Put every line of the material below into a numbered list, one line per number, skipping any blank lines. Leave the pictures out.

Position identification records:
#####
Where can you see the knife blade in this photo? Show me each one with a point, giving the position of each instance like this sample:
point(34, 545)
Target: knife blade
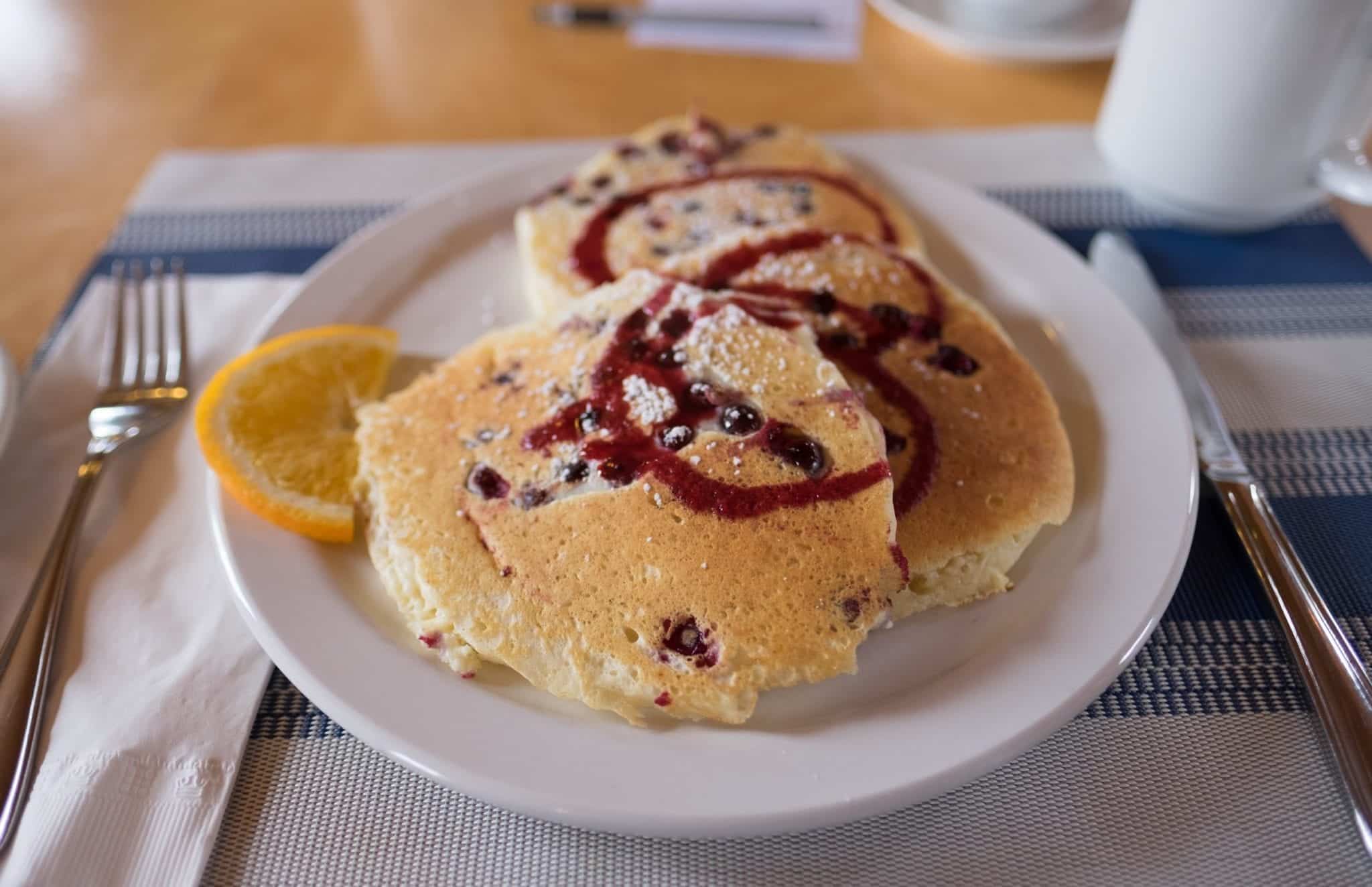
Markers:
point(1120, 265)
point(1341, 689)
#####
** Response for this exercise **
1. Where can you see the knife blade in this photo? Show me each one with a point, giving the position of each instance like this sample:
2. point(34, 545)
3. Target: knife blade
4. Markers:
5. point(1120, 265)
6. point(1341, 689)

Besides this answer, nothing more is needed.